Exercise requirements: Exact copies of all the lines below are needed, without the pictures.

The data:
▼▼▼
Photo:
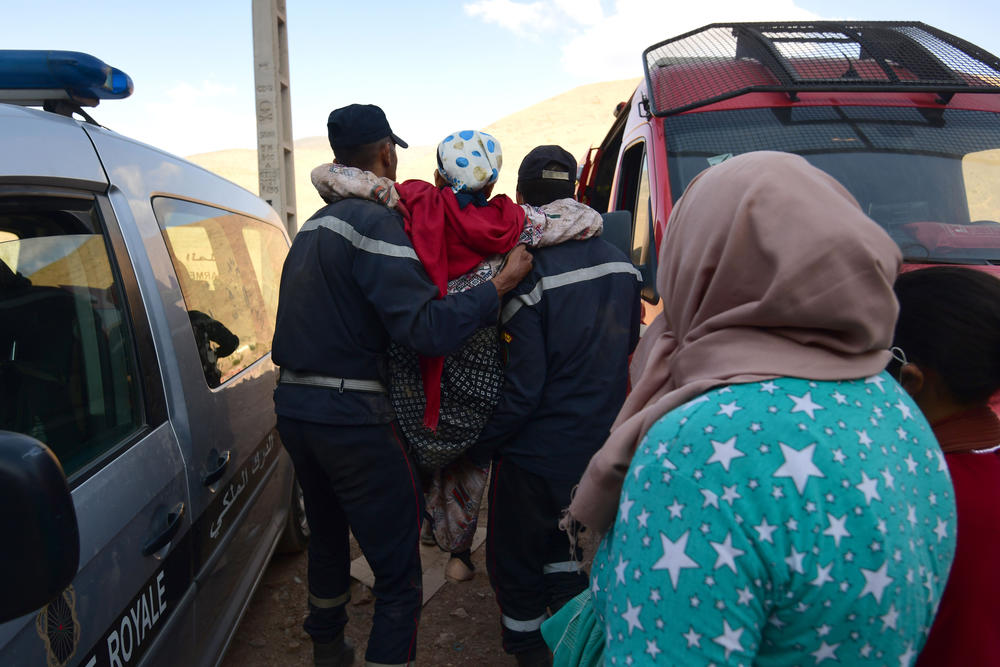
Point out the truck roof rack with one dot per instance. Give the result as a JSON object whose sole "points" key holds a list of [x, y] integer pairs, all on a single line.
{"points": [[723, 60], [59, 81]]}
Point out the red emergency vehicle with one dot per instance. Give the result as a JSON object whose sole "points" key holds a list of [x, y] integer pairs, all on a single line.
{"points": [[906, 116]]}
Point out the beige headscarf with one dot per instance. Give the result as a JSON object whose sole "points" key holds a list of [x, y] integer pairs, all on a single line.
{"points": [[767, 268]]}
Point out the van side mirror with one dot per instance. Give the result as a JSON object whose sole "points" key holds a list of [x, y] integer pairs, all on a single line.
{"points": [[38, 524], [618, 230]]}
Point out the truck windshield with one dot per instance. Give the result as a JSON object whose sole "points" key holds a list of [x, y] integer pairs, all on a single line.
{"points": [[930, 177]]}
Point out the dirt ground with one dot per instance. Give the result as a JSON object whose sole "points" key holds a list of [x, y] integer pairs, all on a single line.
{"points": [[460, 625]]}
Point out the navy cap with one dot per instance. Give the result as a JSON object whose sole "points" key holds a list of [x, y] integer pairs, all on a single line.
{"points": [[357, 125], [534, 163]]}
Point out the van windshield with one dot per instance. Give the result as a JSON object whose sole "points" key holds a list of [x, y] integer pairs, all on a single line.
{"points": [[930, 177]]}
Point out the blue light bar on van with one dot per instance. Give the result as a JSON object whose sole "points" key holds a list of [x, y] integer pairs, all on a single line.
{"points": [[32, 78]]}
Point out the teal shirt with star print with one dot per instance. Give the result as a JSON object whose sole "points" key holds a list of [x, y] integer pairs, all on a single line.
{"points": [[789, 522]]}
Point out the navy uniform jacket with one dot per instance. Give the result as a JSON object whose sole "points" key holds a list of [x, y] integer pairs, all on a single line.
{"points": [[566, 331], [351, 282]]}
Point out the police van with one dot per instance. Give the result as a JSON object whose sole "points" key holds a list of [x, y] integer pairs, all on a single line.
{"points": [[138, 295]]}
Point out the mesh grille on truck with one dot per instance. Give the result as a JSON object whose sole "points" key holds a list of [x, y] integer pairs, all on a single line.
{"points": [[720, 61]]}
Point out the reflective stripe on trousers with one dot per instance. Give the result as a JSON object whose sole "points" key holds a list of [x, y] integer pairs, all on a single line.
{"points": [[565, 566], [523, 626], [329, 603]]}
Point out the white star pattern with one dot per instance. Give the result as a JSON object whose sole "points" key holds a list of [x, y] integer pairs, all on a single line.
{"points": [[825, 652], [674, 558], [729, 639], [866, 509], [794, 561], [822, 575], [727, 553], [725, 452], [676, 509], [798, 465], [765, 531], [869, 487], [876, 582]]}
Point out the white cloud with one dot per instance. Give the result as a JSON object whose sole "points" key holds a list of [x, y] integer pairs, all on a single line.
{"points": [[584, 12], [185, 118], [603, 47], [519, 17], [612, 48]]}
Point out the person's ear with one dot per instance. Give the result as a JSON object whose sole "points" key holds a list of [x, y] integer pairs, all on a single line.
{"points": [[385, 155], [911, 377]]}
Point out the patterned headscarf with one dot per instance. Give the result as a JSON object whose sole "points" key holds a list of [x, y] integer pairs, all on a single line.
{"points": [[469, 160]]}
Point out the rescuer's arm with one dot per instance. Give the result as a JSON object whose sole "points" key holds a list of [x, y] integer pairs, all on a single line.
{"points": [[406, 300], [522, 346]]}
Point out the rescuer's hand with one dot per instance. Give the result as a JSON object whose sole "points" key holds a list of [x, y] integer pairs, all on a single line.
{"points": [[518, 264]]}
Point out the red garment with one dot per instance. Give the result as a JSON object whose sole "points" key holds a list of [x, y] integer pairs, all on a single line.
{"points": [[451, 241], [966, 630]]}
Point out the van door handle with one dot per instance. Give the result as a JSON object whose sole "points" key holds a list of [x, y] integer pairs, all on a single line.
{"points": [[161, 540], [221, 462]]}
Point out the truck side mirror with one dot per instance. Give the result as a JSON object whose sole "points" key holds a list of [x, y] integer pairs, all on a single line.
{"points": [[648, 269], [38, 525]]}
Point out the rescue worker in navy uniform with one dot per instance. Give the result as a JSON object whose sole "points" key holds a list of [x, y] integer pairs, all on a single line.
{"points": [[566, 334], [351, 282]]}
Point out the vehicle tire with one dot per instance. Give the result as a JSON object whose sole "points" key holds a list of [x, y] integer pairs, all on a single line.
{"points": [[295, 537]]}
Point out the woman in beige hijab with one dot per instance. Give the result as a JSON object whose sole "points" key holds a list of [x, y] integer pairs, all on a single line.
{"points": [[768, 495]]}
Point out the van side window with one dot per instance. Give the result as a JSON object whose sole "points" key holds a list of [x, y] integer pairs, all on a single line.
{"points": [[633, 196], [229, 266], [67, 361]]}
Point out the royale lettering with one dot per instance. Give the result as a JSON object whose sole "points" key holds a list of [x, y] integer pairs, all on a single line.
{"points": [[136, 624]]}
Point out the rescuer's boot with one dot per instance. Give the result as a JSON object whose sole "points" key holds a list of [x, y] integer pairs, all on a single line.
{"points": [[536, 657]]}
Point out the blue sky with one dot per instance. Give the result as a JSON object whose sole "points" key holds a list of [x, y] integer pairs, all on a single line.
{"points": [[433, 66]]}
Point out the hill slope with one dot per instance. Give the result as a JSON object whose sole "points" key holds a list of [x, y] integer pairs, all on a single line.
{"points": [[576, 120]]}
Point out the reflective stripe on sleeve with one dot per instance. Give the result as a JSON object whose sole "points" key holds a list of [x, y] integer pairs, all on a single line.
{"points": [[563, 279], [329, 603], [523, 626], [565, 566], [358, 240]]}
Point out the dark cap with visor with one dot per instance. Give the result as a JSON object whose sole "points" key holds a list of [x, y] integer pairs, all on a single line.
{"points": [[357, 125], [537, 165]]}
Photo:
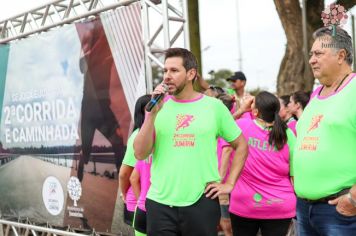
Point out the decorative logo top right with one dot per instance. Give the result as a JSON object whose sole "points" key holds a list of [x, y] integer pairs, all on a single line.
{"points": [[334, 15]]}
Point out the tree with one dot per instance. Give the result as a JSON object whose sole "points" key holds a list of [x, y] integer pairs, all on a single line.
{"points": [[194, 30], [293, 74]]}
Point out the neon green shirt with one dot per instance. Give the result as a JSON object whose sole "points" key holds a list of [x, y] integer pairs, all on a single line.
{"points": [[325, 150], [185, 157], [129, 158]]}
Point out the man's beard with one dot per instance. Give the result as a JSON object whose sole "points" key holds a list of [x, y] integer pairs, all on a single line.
▲▲▲
Solution:
Photo:
Point out the truck roof rack with one dot per instance. Give the result as a JSON object whose sole "points" key holds a list of [x, y] integer pairs, all on a single line.
{"points": [[723, 60], [59, 81]]}
Point out the red emergency vehicle with one dot per instance. Give the result as a JSON object whose sole "points" key holds a list of [x, y] integer pairs, all on a single line.
{"points": [[906, 116]]}
Point out the beige headscarf with one dot per instance. Give the result as a JSON object whose sole "points" key holds a list of [x, y] integer pairs, all on a single line.
{"points": [[767, 268]]}
Point out the van side mirror with one dot per instance. Give the result as a JSON object whose sole "points" key holds a list of [x, y] integer pairs, all on a single line.
{"points": [[38, 524], [618, 230]]}
Point out the truck windshield with one dot per instance. Give the result as a JSON object whose sole "points" key holds a list of [x, y] integer pairs, all on a single line.
{"points": [[930, 177]]}
Point out the dirt ground with one dot per instance. Give the result as a JSON object whose sole "points" key holds a list of [x, y] integer pairs, all on a single line.
{"points": [[460, 625]]}
Point out the navy cap with one dot per instance. Give the result as a JSON object whose sole "points" key holds a list of [x, y] integer pairs, all on a single line.
{"points": [[357, 125], [534, 163]]}
Point out the van windshield with one dot per instance. Give the result as a JSON object whose sole "points" key holds a list of [x, y] integer pairs, all on a single line.
{"points": [[930, 177]]}
Point out the blue light bar on van with one dot per instance. Give the result as a JSON object whose sole "points" key holds a list of [x, y] integer pairs, all on a single line.
{"points": [[32, 78]]}
Point out the teal shirt with star print with one dot per instance. Give the result as a JSON object whose sole "points" key holds a list of [x, y] integer pairs, all on a single line.
{"points": [[789, 522]]}
Point out the navy uniform jacket with one dot per instance. Give the result as a JSON object whose sole "points" key holds a list of [x, y] integer pairs, all on a single line.
{"points": [[566, 331], [351, 282]]}
Point out the police van with one dot per instance. Give the result as a JSON object whose sole "points" key holds a list of [x, y] integer pairs, all on a single line.
{"points": [[138, 295]]}
Point out the mesh grille on truck with one dot per instance. Give the result as a JSON object whose sole "points" key holds a list of [x, y] integer pairs, all on a single line.
{"points": [[720, 61]]}
Point out the reflective stripe on trousers with one dot per instance. Give the result as a JSON object whose sole "points" key holds a list of [x, y] integer pairs, all on a single line.
{"points": [[565, 566], [523, 626], [329, 603]]}
Point out the white star pattern with one dot per instance. Give the result as a JSON object whose sole "points" key holds a list of [x, y] integer pairs, all on a single line.
{"points": [[825, 652], [674, 558], [729, 639], [866, 509], [794, 561], [822, 575], [727, 553], [725, 452], [676, 509], [798, 465], [765, 531], [869, 487], [876, 582]]}
Point out the white cloud with one dot per instance. Give the result as a JSON object whose sole "points" key holds a list of [x, y] integer pairs, all on a single line.
{"points": [[584, 12], [185, 118], [603, 47], [519, 17], [612, 48]]}
Point out the person's ear with one dot per instance. Give the result as a JSON object whose sole "points" key holds a list of [x, y] integer pairs, all on a single line.
{"points": [[385, 155], [911, 377]]}
Point out the patterned headscarf with one dot per instance. Give the result as a JSON object whose sole "points" key holds a list of [x, y] integer pairs, all on a single line.
{"points": [[469, 160]]}
Point out the rescuer's arm with one dot per instance. Give the result as a JSON object whose sole "points" key holds a list of [x, y] integer pairs, all on a single line.
{"points": [[406, 300], [522, 346]]}
Point out the rescuer's hand with one dot per instance. Give the result as a JSON object whose sole "points" key holds a list of [x, y] integer pairs, all on a single line.
{"points": [[518, 264]]}
Point out the red garment with one dot per instance. Give the result as a JSON object whose sole "points" key holds a list of [x, y] integer pairs, all on a single line.
{"points": [[451, 241], [966, 630]]}
Point out the van door handle with one dot per instance. Give the result as a JSON object whose sole "points" key holds a list of [x, y] integer pairs, all on a single line.
{"points": [[161, 540], [221, 462]]}
Point out the truck side mirror with one dot per instance. Give the result as a JSON object whose sole "points" key holds a list of [x, y] integer pairs, all on a single line.
{"points": [[648, 269], [38, 525]]}
Point out the rescue worker in navy uniform with one dot per instance. Give the result as a JSON object whose sole "points" key holds a list of [x, y] integer pairs, all on a single line.
{"points": [[566, 334], [351, 282]]}
Point out the vehicle tire with one dot per instance. Give the result as a JSON object whose sole "points" key holds a list of [x, y] integer pairs, all on a single line.
{"points": [[295, 537]]}
Point out the woman in beige hijab with one dot per instance. Give the result as a JSON object whose sole "points" key holds a list of [x, y] integer pairs, all on a single line.
{"points": [[768, 495]]}
Point out the van side window with one dot per instance. Give the result as a JSON object whose sole "points" key holds a list of [x, y] integer pairs, all on a single line.
{"points": [[633, 196], [229, 266], [67, 361]]}
Point out the royale lettering with one dot per instance. Give the result as a JSON object whose sole "points" key holds a list of [x, y] integer pairs, all on a single line.
{"points": [[136, 624]]}
Point out the rescuer's boot with one dot per instance. Give the result as a JSON object whose sole "points" key holds a list of [x, y] integer pairs, all on a single line.
{"points": [[536, 657]]}
Point out the blue sky with one dot per instance. Give the result as a JSON object whose sole "points" key holds a list of [x, y] integer pairs, all on a single line.
{"points": [[433, 66]]}
Point out the hill slope with one dot per instance. Give the result as a JSON object whose sole "points" key holds a list of [x, y] integer pairs, all on a single line.
{"points": [[576, 120]]}
Point out the reflective stripe on sleeve with one dot per instance. Give the result as a JSON object whose sole "points" key holds a list of [x, y] integer pairs, all on a single line.
{"points": [[563, 279], [329, 603], [523, 626], [565, 566], [358, 240]]}
Point out the dark cap with visor with one dot per instance. Give the result as a JSON object whose sole "points" key holds a list of [x, y] integer pairs, all on a single line.
{"points": [[357, 125], [537, 165]]}
Photo:
Point out the decorative logo top right with one dot per instance. Give the result as a JSON object whose sole "points" key holds a list of [x, y] integer pairs, all on a single line.
{"points": [[334, 15]]}
Point out the tree with one dot per instance. Give the result as a JSON object whose sole "points" key holds a list of [x, y] integer pairs, all on a single line.
{"points": [[194, 30], [293, 74]]}
Point out the neon green shirt with one dot per instance. Give the result as a JSON object whose sole "points" key holds a list of [x, y] integer pairs, all on a single line.
{"points": [[325, 150], [185, 157], [129, 158]]}
Point out the man's beard with one dot per instance. Give the result as a JSON object whose sole "points" key holds a list of [x, y] integer pairs, all on a single line.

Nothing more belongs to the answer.